• _Brief_: Rewrite everything from the start of the material down to the line containing "[42,369,237,396]" as a two-column CSV with the columns input and output. Give one row per entry, with its text and its answer each in a single quoted field and line breaks replaced by spaces.

• _Input rows_:

==================================================

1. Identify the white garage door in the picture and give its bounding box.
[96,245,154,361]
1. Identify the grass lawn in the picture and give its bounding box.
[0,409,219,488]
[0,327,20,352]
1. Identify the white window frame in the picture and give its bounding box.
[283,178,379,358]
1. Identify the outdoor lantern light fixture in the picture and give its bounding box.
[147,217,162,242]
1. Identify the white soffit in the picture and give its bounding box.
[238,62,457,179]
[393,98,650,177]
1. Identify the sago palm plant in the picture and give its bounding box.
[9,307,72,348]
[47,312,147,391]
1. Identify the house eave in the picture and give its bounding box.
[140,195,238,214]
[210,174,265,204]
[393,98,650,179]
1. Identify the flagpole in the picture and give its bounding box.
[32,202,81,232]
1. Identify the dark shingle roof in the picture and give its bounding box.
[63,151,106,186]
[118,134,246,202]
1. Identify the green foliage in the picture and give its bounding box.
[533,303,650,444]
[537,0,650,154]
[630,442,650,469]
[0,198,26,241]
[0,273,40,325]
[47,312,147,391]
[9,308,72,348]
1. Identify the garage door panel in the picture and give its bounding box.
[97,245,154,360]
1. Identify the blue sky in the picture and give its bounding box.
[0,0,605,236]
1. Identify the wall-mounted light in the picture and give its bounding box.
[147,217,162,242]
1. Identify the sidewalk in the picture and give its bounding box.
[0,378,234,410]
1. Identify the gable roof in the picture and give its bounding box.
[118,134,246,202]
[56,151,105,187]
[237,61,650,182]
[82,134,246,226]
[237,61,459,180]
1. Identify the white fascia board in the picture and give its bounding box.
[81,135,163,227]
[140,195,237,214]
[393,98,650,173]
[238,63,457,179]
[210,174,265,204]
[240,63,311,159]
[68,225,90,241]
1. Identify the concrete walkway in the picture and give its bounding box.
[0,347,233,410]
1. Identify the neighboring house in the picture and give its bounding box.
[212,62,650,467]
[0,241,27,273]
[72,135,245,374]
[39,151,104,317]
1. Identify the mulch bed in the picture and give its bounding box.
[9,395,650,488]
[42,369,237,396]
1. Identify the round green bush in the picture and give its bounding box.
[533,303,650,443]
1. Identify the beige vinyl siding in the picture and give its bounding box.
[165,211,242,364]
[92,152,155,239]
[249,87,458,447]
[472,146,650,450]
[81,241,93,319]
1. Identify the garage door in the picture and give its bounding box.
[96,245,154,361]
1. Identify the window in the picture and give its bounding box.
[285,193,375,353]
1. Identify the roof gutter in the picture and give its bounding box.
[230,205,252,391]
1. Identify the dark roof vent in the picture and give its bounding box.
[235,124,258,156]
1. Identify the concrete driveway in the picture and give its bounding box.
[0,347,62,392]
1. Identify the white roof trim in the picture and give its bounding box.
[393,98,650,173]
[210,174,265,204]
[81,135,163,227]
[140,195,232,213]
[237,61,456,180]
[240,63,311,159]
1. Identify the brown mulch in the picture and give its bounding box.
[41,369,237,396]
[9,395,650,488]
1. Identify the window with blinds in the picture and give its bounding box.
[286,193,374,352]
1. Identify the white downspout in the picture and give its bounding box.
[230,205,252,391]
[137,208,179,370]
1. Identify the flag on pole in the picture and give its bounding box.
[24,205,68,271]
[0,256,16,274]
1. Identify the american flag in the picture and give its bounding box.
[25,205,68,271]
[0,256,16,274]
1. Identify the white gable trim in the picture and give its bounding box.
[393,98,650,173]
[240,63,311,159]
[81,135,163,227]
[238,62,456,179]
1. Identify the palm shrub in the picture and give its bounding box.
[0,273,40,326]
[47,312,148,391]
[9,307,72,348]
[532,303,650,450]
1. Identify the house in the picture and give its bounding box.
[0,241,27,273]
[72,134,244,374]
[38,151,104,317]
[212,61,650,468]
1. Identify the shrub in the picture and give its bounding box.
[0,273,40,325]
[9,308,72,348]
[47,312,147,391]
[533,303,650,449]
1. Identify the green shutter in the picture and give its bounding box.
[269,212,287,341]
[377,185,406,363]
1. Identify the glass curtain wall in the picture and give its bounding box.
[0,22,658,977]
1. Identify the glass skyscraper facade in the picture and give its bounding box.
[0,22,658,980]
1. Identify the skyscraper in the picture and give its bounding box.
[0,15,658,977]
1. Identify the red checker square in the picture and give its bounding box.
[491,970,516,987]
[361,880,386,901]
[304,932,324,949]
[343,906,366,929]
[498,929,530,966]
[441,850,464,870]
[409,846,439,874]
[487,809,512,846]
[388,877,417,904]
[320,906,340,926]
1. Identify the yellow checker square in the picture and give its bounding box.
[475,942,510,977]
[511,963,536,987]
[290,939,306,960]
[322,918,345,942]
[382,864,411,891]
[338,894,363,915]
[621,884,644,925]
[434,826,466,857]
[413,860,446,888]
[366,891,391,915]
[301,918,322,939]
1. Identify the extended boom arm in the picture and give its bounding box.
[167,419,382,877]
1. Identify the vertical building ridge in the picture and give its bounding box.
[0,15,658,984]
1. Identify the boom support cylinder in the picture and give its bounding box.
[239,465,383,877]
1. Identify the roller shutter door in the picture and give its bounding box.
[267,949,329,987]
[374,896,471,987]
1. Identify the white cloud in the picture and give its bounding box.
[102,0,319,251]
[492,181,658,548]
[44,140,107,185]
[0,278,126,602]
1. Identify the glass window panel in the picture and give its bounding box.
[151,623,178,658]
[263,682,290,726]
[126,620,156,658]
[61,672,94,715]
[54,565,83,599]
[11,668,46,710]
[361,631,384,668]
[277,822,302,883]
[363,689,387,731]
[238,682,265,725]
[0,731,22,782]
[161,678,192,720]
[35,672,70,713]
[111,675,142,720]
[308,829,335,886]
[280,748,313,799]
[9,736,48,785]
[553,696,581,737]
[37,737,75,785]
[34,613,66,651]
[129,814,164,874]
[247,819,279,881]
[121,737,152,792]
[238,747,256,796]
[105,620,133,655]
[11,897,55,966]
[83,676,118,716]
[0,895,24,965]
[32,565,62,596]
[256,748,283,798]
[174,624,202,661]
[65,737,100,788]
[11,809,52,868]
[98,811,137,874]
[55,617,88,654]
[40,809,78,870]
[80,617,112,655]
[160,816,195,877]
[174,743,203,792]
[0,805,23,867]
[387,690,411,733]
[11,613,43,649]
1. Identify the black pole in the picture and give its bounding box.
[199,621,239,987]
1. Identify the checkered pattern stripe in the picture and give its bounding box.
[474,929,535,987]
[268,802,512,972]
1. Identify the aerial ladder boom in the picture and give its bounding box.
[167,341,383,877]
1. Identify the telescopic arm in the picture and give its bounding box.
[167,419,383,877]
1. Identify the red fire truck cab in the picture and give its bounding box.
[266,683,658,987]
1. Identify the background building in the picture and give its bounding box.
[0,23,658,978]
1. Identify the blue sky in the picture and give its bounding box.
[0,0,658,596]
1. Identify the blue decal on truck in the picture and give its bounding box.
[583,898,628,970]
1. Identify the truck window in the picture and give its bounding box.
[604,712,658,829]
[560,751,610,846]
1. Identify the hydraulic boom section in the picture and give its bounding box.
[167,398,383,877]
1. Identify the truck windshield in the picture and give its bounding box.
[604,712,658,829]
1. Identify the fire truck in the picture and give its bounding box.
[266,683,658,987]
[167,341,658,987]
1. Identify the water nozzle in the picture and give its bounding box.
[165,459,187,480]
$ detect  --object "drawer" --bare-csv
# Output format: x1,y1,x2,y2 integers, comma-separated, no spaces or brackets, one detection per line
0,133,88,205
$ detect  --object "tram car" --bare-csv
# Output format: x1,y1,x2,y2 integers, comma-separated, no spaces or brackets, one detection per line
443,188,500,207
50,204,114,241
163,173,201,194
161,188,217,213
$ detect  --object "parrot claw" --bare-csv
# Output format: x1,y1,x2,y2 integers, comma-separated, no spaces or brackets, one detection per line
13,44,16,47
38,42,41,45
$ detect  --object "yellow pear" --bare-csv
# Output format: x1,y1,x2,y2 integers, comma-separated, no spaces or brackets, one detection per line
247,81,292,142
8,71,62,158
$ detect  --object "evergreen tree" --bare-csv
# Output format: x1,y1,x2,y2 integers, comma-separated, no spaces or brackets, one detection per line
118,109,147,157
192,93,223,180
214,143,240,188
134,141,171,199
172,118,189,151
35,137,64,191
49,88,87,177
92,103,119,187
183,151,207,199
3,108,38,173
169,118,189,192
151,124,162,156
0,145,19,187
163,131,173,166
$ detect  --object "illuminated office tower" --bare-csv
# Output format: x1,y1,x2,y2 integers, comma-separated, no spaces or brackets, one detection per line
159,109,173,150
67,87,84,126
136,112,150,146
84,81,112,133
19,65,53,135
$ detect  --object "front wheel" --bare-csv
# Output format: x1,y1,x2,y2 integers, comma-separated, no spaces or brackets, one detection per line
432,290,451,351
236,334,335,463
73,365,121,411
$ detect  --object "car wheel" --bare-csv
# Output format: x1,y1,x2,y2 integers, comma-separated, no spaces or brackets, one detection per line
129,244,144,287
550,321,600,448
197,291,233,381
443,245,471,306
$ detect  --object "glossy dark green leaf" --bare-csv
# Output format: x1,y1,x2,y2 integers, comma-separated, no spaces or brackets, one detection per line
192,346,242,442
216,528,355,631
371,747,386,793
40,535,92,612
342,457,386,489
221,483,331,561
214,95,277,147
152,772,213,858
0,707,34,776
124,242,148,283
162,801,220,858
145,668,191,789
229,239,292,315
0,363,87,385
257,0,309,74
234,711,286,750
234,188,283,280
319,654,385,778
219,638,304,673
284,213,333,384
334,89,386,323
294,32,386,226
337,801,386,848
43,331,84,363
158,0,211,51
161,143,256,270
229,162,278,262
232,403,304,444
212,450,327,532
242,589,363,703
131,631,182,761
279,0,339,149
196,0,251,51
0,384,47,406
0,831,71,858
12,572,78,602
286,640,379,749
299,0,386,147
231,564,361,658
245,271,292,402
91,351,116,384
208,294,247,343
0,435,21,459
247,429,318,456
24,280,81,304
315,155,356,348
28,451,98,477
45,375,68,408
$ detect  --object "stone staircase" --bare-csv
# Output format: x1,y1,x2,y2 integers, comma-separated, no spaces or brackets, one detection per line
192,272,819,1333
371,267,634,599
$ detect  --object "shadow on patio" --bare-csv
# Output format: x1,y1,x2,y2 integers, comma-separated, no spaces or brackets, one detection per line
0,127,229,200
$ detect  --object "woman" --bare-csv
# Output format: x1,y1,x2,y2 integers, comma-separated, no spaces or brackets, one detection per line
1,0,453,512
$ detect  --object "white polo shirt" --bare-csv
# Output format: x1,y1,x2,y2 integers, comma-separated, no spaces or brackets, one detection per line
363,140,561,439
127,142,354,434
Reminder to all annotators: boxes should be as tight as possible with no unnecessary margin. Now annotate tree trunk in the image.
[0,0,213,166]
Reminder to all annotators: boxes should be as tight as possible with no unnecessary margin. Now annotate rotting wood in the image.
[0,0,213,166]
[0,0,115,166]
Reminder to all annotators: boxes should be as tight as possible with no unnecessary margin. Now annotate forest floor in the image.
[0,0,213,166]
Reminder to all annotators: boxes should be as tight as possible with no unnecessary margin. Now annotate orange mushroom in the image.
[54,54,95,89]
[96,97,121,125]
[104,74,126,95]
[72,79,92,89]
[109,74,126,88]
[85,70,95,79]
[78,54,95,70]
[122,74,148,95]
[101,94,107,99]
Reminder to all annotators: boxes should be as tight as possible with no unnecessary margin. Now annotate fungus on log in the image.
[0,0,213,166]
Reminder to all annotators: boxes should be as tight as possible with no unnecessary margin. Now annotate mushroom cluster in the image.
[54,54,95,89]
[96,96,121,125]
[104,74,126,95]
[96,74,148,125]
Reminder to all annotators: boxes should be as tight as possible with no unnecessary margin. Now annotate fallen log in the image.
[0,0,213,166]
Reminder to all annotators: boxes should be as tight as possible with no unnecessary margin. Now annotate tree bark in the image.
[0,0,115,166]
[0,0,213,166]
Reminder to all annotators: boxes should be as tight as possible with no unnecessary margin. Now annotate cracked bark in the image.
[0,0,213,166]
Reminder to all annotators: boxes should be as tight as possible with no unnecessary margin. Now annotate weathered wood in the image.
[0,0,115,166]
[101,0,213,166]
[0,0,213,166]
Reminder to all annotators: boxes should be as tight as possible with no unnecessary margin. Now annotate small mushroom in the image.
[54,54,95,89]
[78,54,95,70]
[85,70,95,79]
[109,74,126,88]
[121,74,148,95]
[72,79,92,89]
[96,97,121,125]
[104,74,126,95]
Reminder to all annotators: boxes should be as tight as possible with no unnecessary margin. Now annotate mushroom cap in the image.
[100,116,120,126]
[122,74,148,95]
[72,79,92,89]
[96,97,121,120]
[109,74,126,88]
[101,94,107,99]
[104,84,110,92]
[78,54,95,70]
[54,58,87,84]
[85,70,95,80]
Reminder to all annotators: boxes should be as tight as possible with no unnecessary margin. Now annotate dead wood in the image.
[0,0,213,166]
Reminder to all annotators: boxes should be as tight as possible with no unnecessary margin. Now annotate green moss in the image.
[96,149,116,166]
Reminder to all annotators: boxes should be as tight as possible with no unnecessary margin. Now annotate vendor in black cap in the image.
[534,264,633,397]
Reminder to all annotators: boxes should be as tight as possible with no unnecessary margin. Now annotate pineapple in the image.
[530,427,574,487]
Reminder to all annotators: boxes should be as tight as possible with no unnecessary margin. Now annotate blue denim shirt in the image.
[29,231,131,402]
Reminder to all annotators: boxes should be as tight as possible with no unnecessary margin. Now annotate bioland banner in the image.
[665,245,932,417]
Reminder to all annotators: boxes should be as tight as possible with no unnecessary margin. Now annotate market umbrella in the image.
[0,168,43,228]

==================================================

• _Answer below_:
input,output
"1. Identify the white garage door in the picture and give its bounding box.","[96,245,154,361]"
"1. Identify the grass lawn in the picture and give its bounding box.","[0,409,219,488] [0,327,20,352]"
"1. Identify the white window frame in the picture and give its bounding box.","[283,178,379,358]"
"1. Identify the outdoor lantern light fixture in the picture and give its bounding box.","[147,217,162,242]"
"1. Identify the white soffit in the picture and give its bounding box.","[238,62,457,179] [393,98,650,177]"
"1. Identify the sago palm plant in the picture and give its bounding box.","[9,307,72,348] [47,312,147,391]"
"1. Identify the house eave in the picture and give its bounding box.","[140,195,238,214] [210,174,265,204] [393,98,650,179]"
"1. Identify the flagpole in the picture and give its bounding box.","[32,202,81,232]"
"1. Identify the dark shingle roof in the picture and give its bounding box.","[63,151,106,186] [118,134,246,202]"
"1. Identify the green foliage in the picture and give its bounding box.","[533,303,650,444] [537,0,650,154] [630,442,650,469] [0,198,26,241] [0,273,40,325] [47,312,147,391] [9,308,72,348]"
"1. Identify the garage door panel in the picture and give its bounding box.","[97,245,154,360]"
"1. Identify the blue sky in the picture and give its bounding box.","[0,0,605,236]"
"1. Identify the wall-mounted light in the picture and give its bounding box.","[147,217,162,242]"
"1. Identify the sidewalk in the picture and give its bounding box.","[0,378,234,410]"
"1. Identify the gable roof in the picture and give its bounding box.","[118,134,246,202] [56,151,105,187] [237,61,650,182] [82,134,246,226] [237,61,459,180]"
"1. Identify the white fascia board in the picture and give its bounding box.","[81,135,163,227] [140,195,237,214] [393,98,650,173] [238,63,457,179] [210,174,265,204] [240,63,311,159] [68,225,90,241]"
"1. Identify the concrete walkway in the picture and give its bounding box.","[0,347,233,410]"
"1. Identify the neighboring house in the picture and give its bounding box.","[212,62,650,467] [0,241,27,273] [72,135,245,374] [39,151,104,317]"
"1. Identify the mulch bed in the picture and give its bounding box.","[9,395,650,488] [42,369,237,396]"